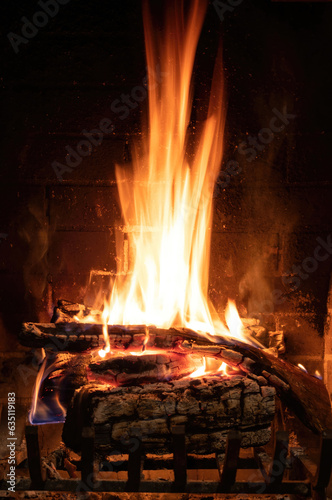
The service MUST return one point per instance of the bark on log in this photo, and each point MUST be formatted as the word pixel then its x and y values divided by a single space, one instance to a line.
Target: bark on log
pixel 305 395
pixel 208 407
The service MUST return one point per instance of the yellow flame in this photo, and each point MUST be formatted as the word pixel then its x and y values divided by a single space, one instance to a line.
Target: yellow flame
pixel 223 368
pixel 303 368
pixel 167 194
pixel 233 320
pixel 201 370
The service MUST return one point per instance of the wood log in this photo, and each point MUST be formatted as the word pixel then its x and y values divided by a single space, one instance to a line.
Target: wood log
pixel 208 407
pixel 304 394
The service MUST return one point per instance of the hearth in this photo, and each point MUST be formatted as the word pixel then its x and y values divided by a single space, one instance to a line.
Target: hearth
pixel 149 408
pixel 140 383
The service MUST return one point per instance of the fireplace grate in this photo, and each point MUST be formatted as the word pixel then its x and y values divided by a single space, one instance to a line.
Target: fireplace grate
pixel 287 470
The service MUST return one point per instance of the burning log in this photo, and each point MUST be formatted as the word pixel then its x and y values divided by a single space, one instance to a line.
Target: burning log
pixel 304 394
pixel 208 407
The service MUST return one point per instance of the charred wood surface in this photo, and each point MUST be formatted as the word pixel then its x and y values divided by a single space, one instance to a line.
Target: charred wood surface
pixel 304 394
pixel 127 416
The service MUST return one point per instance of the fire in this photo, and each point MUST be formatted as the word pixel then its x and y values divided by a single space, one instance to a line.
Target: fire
pixel 233 320
pixel 167 195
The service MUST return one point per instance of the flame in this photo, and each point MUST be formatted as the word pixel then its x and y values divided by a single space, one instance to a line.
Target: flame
pixel 233 320
pixel 201 370
pixel 46 408
pixel 303 368
pixel 223 368
pixel 167 195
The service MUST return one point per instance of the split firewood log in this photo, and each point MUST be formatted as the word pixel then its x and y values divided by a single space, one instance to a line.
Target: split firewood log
pixel 304 394
pixel 209 407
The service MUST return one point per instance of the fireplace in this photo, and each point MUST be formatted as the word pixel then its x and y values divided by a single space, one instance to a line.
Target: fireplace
pixel 77 113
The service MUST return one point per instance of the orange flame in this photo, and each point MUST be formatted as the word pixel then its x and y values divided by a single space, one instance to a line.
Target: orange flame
pixel 167 196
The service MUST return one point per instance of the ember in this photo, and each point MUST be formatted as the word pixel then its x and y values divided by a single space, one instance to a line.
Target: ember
pixel 154 354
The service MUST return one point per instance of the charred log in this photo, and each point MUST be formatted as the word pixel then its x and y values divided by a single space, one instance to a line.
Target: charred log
pixel 209 408
pixel 304 394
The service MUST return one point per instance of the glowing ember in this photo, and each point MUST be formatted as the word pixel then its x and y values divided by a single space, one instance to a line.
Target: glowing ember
pixel 223 368
pixel 166 200
pixel 302 367
pixel 200 371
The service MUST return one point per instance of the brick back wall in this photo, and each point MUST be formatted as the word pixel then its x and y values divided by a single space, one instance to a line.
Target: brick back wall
pixel 266 221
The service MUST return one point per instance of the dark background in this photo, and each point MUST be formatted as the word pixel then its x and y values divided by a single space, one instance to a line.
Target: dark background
pixel 64 80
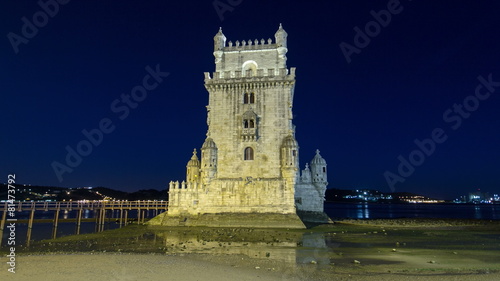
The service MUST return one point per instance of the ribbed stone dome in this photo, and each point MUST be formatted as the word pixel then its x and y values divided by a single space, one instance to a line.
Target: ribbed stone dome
pixel 194 162
pixel 209 143
pixel 318 160
pixel 290 141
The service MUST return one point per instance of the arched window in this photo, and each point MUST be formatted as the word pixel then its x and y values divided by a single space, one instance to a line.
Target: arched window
pixel 248 153
pixel 248 98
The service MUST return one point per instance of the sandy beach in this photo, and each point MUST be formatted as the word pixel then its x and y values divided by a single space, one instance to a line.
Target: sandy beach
pixel 349 250
pixel 131 267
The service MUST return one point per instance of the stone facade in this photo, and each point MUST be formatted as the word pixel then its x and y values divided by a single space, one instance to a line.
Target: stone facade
pixel 250 159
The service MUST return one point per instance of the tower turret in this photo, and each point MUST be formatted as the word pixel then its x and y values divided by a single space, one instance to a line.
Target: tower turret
pixel 193 169
pixel 318 169
pixel 289 157
pixel 281 36
pixel 208 160
pixel 306 175
pixel 219 44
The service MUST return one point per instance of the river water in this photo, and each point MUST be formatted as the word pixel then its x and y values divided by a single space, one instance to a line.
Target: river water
pixel 334 210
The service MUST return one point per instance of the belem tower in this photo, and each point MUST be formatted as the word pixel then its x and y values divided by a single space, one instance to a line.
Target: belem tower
pixel 248 172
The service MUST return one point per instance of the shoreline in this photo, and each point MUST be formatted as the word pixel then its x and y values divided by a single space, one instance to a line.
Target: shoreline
pixel 388 249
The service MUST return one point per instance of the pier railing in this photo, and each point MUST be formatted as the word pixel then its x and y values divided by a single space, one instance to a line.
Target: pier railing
pixel 100 209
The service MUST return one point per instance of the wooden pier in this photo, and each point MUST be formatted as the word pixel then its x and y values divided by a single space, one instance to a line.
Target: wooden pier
pixel 100 209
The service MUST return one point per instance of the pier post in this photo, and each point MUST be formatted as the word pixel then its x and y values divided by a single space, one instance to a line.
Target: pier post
pixel 126 217
pixel 2 224
pixel 56 222
pixel 30 226
pixel 97 215
pixel 79 220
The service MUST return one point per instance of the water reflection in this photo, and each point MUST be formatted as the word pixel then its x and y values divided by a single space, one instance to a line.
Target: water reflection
pixel 363 211
pixel 258 244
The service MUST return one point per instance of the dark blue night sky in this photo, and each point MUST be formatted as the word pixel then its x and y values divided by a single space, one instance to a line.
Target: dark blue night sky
pixel 415 78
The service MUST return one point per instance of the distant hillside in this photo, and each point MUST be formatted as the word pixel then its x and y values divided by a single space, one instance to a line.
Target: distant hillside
pixel 370 195
pixel 32 192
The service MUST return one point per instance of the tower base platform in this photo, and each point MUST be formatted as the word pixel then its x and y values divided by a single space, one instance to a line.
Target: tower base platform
pixel 250 220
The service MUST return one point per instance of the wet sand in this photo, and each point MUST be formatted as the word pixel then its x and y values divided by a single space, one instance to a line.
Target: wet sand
pixel 128 267
pixel 383 250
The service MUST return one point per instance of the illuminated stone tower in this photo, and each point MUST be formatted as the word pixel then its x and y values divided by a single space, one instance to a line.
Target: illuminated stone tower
pixel 250 157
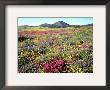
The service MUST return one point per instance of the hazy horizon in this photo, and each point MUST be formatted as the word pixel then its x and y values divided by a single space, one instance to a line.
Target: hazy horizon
pixel 38 21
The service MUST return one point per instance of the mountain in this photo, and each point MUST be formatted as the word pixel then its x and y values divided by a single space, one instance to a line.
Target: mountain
pixel 59 24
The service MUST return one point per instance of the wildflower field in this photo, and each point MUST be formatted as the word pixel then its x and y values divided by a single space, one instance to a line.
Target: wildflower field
pixel 55 50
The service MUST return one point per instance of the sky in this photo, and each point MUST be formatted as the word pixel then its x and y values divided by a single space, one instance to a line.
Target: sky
pixel 31 21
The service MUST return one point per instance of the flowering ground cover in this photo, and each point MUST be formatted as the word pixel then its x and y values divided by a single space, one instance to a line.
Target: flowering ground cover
pixel 59 50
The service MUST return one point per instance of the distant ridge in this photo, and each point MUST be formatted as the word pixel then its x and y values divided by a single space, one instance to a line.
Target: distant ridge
pixel 59 24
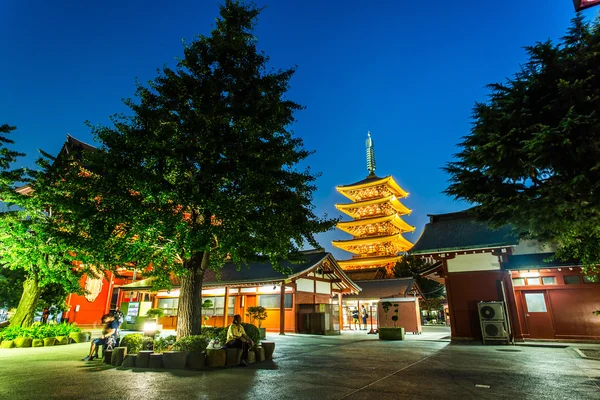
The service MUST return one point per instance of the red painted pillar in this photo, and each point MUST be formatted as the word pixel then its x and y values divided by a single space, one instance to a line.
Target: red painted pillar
pixel 282 310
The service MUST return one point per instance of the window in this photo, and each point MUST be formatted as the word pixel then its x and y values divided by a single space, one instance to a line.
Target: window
pixel 169 306
pixel 218 306
pixel 274 300
pixel 572 279
pixel 549 280
pixel 534 281
pixel 535 302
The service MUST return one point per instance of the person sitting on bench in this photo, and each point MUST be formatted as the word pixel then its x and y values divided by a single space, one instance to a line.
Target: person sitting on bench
pixel 237 338
pixel 110 328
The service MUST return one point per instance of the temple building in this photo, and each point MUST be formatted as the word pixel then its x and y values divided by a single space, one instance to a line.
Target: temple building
pixel 376 227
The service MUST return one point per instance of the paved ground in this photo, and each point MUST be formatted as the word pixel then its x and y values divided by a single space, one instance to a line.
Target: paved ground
pixel 354 366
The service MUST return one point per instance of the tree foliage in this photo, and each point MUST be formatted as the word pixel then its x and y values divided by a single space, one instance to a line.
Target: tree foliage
pixel 26 241
pixel 203 170
pixel 532 158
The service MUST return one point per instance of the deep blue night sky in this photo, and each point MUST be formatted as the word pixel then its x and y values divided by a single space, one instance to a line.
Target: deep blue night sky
pixel 407 71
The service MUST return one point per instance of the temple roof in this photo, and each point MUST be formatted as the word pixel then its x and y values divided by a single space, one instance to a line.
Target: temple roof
pixel 392 218
pixel 460 231
pixel 260 273
pixel 366 274
pixel 393 200
pixel 365 261
pixel 373 180
pixel 534 261
pixel 378 289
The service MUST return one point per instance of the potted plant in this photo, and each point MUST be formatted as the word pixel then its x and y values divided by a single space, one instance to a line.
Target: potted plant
pixel 395 333
pixel 259 314
pixel 192 346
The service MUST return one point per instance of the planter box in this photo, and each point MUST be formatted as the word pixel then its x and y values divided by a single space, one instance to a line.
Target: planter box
pixel 196 360
pixel 23 342
pixel 129 361
pixel 60 340
pixel 155 361
pixel 174 359
pixel 79 337
pixel 391 333
pixel 107 356
pixel 216 357
pixel 259 353
pixel 117 356
pixel 251 357
pixel 143 359
pixel 269 349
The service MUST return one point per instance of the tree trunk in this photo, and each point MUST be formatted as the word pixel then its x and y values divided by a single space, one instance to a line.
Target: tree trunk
pixel 189 311
pixel 26 308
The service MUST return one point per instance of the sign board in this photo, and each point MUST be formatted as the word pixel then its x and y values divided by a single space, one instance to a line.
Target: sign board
pixel 583 4
pixel 133 309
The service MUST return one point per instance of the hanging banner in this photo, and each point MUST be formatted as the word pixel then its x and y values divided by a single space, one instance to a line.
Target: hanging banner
pixel 583 4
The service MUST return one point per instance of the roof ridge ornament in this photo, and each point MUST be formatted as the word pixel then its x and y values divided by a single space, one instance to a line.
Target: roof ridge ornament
pixel 370 155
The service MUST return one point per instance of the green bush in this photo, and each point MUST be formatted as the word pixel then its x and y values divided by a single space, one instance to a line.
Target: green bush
pixel 10 333
pixel 252 331
pixel 155 313
pixel 162 344
pixel 214 333
pixel 133 342
pixel 192 344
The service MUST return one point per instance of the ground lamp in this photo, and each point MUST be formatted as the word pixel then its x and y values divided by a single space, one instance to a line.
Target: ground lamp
pixel 583 4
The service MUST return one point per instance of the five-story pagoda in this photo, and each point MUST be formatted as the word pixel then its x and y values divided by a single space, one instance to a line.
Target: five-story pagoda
pixel 377 226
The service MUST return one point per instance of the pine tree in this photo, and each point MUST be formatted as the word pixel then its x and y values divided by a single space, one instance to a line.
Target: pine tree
pixel 532 157
pixel 25 241
pixel 203 171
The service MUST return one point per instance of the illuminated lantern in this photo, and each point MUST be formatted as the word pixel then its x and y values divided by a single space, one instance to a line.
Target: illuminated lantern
pixel 583 4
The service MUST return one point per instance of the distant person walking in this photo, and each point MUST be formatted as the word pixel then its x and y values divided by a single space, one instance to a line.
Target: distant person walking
pixel 355 318
pixel 364 315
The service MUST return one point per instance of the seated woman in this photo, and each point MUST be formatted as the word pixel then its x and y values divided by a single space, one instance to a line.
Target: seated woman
pixel 109 330
pixel 237 338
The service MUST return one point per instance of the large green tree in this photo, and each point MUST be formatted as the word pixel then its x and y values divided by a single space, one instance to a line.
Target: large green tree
pixel 203 170
pixel 532 158
pixel 26 244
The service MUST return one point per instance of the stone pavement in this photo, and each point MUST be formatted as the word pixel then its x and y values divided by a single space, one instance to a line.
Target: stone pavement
pixel 317 367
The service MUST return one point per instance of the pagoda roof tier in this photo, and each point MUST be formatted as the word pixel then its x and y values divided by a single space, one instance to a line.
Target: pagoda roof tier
pixel 368 261
pixel 348 245
pixel 394 219
pixel 370 181
pixel 392 200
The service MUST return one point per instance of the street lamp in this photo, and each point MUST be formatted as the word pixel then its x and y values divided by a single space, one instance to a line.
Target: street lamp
pixel 583 4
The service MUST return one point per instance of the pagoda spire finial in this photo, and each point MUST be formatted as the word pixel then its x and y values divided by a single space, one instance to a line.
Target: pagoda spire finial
pixel 370 154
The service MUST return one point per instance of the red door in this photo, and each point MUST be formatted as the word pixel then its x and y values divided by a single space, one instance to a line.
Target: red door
pixel 537 314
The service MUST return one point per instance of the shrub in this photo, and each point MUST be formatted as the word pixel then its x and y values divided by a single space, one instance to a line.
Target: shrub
pixel 192 344
pixel 217 334
pixel 252 331
pixel 162 344
pixel 257 313
pixel 155 313
pixel 10 333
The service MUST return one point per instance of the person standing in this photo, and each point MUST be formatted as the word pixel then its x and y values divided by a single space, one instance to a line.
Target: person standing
pixel 355 318
pixel 237 338
pixel 364 315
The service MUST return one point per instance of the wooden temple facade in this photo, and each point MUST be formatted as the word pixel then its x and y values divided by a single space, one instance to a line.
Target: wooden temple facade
pixel 377 226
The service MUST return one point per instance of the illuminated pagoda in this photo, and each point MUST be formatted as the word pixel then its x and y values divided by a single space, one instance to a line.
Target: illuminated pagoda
pixel 377 226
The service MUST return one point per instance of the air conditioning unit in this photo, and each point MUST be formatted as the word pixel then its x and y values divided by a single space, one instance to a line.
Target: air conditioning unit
pixel 492 318
pixel 494 330
pixel 491 311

■ **WHAT YOU SHOULD DO**
In the data above, find the line with "Target: pier railing" and the line with "the pier post". Retype both, plus every line between them, exactly.

■ **SOLUTION FOR THIS TASK**
Target: pier railing
pixel 100 209
The service MUST return one point per instance of the wooden pier in this photo, and each point MUST be formatted as the word pixel then its x and y values divided by a single space, one instance to a line.
Target: wooden pier
pixel 100 209
The service MUST return one point per instance of the pier post in this photo, and each point MUST be formatted as the word pixel then its x and y values divided by a single space, one instance to a line.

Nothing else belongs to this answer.